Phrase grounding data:

_ _ _ _ _

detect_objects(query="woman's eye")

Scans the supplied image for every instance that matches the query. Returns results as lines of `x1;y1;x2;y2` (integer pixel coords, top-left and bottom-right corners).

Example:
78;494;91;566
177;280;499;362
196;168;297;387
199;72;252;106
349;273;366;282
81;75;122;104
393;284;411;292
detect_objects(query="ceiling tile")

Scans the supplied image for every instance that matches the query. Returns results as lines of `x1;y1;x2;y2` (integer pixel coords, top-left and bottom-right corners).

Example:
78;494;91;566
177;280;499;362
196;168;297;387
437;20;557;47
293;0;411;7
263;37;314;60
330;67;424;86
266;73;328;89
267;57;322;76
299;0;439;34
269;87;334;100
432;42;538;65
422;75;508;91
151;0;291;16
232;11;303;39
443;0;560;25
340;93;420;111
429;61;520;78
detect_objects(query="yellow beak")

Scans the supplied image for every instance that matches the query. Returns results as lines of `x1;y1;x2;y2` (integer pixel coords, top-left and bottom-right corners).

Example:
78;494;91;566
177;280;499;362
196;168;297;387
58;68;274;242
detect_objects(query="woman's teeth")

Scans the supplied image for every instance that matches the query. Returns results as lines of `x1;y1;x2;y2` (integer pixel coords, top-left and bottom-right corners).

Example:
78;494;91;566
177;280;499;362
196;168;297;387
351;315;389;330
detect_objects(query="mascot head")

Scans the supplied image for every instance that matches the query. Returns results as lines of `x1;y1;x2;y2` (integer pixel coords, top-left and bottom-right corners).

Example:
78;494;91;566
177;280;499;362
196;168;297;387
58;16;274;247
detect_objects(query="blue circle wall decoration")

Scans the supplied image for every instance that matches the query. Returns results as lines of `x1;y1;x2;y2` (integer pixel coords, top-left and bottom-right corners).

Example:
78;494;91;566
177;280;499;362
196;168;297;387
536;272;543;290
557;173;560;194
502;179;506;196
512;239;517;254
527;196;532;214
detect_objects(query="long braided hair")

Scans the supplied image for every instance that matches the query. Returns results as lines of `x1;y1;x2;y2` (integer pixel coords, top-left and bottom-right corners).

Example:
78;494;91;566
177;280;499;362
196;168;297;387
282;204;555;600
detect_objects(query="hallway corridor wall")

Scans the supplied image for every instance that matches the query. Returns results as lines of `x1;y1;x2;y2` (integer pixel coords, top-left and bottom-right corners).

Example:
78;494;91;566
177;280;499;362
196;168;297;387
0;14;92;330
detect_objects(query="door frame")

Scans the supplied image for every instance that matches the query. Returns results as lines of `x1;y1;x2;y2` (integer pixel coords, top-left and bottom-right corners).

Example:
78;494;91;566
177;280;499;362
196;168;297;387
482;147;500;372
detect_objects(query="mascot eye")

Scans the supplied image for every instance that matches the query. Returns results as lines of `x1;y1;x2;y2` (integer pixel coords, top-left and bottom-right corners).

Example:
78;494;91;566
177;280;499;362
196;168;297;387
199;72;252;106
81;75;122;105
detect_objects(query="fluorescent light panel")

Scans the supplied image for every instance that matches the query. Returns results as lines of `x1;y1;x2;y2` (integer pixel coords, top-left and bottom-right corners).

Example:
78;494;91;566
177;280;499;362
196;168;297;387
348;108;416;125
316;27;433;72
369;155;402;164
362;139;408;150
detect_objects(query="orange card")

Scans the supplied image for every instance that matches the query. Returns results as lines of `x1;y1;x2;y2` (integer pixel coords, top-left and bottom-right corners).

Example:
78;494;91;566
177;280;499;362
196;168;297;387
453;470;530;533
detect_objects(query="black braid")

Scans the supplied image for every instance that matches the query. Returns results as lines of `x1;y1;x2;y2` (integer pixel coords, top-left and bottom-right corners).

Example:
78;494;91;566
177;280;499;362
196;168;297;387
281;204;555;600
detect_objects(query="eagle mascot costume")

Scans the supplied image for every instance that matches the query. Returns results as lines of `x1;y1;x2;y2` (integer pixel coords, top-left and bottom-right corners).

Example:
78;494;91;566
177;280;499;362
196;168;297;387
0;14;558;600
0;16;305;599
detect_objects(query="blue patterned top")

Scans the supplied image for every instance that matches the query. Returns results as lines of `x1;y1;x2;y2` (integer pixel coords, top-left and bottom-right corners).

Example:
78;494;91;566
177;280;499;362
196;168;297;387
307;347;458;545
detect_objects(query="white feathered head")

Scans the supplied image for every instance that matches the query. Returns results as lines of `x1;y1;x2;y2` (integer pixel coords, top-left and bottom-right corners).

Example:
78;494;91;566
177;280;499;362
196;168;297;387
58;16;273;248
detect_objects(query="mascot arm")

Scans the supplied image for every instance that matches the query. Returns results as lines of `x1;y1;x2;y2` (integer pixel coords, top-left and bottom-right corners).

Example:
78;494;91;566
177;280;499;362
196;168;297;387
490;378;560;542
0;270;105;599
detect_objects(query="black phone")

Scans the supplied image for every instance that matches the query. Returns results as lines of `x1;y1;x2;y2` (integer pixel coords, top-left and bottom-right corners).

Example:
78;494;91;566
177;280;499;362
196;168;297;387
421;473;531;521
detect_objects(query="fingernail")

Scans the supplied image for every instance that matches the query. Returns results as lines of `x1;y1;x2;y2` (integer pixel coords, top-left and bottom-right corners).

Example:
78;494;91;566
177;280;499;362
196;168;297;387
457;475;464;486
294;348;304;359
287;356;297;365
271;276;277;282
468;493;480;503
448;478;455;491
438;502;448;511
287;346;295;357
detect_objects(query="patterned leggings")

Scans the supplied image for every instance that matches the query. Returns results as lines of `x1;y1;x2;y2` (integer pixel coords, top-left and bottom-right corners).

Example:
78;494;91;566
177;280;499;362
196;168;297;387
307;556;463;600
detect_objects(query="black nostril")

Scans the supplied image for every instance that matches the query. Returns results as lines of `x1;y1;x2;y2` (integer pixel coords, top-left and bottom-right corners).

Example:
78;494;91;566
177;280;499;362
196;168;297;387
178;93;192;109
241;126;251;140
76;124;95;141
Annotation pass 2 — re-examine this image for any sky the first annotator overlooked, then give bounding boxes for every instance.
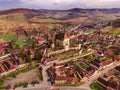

_ _ _ _ _

— What needs to be done —
The records are to be retyped in full and exactly, with no image carried over.

— Response box —
detect_objects(query="woman's eye")

Scans the supplied image for every instance that matches the query. Returns results as lines of `x1;y1;x2;y2` (integer pixel coords, top-left and bottom-right corners).

Example:
78;494;91;566
177;280;499;362
196;168;297;387
199;72;252;106
349;273;366;282
81;75;122;104
393;284;411;292
detect_objects(query="ceiling tile")

Scans the supplied image for every instance that matches the query. Returns results as lines of `x1;y1;x2;y2` (integer pixel coords, top-left and bottom-right corners).

Example:
78;494;91;566
177;280;499;362
196;168;297;387
437;20;557;47
293;0;411;7
263;37;314;60
330;67;424;86
266;73;328;89
267;57;322;76
299;0;439;34
269;87;334;100
432;42;538;65
422;75;508;91
151;0;291;16
232;11;303;39
443;0;560;25
340;93;420;111
429;61;520;78
detect_objects(query="yellow beak")

Scans the supplied image for every instance that matches the query. Returns results as lines of `x1;y1;x2;y2` (integer pixel coords, top-left and bottom-right corners).

Example:
78;494;91;566
177;280;499;362
196;168;297;387
58;68;274;242
detect_objects(query="woman's teeth")

Scans the supplied image for every instance that matches the query. Returns results as lines of `x1;y1;x2;y2` (integer pixel coords, top-left and bottom-right corners).

Example:
78;494;91;566
177;280;499;362
196;168;297;387
351;315;389;330
detect_objects(query="mascot head")

Scans the supplied image for every instance that matches the query. Returns results as lines of `x1;y1;x2;y2` (integer pixel coords, top-left and bottom-right corners).

Example:
78;494;91;566
177;280;499;362
196;168;297;387
58;16;274;247
detect_objects(query="blue circle wall decoration")

Scans the supplied image for every instance that matches the query. Returns results as lines of `x1;y1;x2;y2` (integer pixel coords, top-left and bottom-right corners).

Example:
78;494;91;566
177;280;499;362
196;168;297;387
536;272;543;290
557;173;560;194
502;179;506;196
512;239;517;254
527;196;532;214
detect_objects(query="long braided hair")

Scans the supplied image for every instance that matches the query. Returns results as lines of `x1;y1;x2;y2` (integer pixel coords, top-left and bottom-right corners).

Example:
78;494;91;566
177;280;499;362
196;168;297;387
282;204;555;600
detect_objects(query="hallway corridor wall")

Scans the supplied image for every instance that matches the query. Returns results as lines of `x1;y1;x2;y2` (integer pixel coords, top-left and bottom-right corners).

Example:
78;494;91;566
177;280;499;362
196;168;297;387
0;14;92;330
detect_objects(query="door frame")

Scans the supplied image for every instance that matches the query. Returns results as lines of `x1;y1;x2;y2` (integer pixel coords, top-left and bottom-right corners).

Example:
78;494;91;566
177;280;499;362
196;168;297;387
482;147;500;372
detect_objects(query="mascot eye")

Scans the supplied image for every instance that matches the query. Returns results as lines of `x1;y1;x2;y2` (integer pixel coords, top-left and bottom-right corners).

Example:
78;494;91;566
177;280;499;362
196;168;297;387
199;72;252;106
81;75;122;105
detect_objects(query="fluorescent light panel")

Scans the supplied image for every instance that matches the query. Returns results as lines of `x1;y1;x2;y2` (integer pixel coords, top-left and bottom-right corners).

Example:
78;494;91;566
177;280;499;362
196;168;297;387
348;108;416;125
316;27;433;72
369;155;402;164
362;139;408;150
detect_objects(query="orange card")

Scans the supplied image for every instance that matches the query. Returns results as lines of `x1;y1;x2;y2` (integer pixel coords, top-left and bottom-right corners).

Example:
78;494;91;566
177;280;499;362
196;168;297;387
453;470;530;533
detect_objects(query="black braid")

Scans the supplied image for every instance that matches the query. Returns results as lines of `x1;y1;x2;y2` (integer pixel coords, top-left and bottom-right corners).

Example:
78;494;91;566
177;280;499;362
196;168;297;387
281;204;555;600
detect_objects(query="eagle mascot costume")

Scans the supplied image for every instance that matches the query. Returns results as lines of `x1;y1;x2;y2` (integer pixel coords, top-left and bottom-right corners).

Example:
78;494;91;566
177;280;499;362
196;168;297;387
0;14;558;600
0;16;305;599
detect_objects(query="blue patterned top")

Scans the supplied image for every instance that matches the query. Returns results as lines of `x1;y1;x2;y2` (integer pixel coords, top-left and bottom-right corners).

Example:
78;494;91;566
177;280;499;362
196;168;297;387
307;347;458;545
detect_objects(query="white feathered head")

Scans the supplied image for every instance that matches the query. Returns results as lines of `x1;y1;x2;y2` (integer pixel coords, top-left and bottom-right corners).

Example:
78;494;91;566
177;280;499;362
196;168;297;387
58;16;273;248
detect_objects(query="mascot arm")

Scans the supplied image for every instance that matches the query. Returns results as lines of `x1;y1;x2;y2` (integer pixel coords, top-left and bottom-right corners).

Example:
78;494;91;566
177;280;499;362
196;168;297;387
490;378;560;542
0;270;105;599
detect_objects(query="black phone")

Scans the supplied image for every instance that matches the query. Returns results as lines of `x1;y1;x2;y2` (integer pixel coords, top-left and bottom-right corners).

Example:
78;494;91;566
177;280;499;362
196;168;297;387
421;473;531;521
detect_objects(query="fingernail")

Scans the supplied image for every instance that matches the query. Returns results as lines of `x1;y1;x2;y2` (integer pixel coords, top-left and bottom-right corners).

Example:
78;494;91;566
177;280;499;362
196;168;297;387
457;475;464;486
294;348;304;359
287;356;297;365
271;276;277;282
468;493;480;503
448;478;455;491
438;502;448;511
287;346;295;357
detect_objects(query="patterned leggings")

Scans the supplied image for every instance that matches the query. Returns results as lines of `x1;y1;x2;y2` (integer pixel coords, top-left and bottom-right corners).

Example:
78;494;91;566
177;280;499;362
196;168;297;387
307;556;463;600
detect_objects(query="black nostril")

Scans the supplied image for every instance that matches the query. Returns results as lines of `x1;y1;x2;y2` (integer pixel coords, top-left and bottom-right corners).

Example:
78;494;91;566
177;280;499;362
196;168;297;387
178;93;192;109
241;126;251;140
76;124;95;141
Annotation pass 2 — re-examine this image for any sky the first annotator overlooked, then give bounding boxes for every instance.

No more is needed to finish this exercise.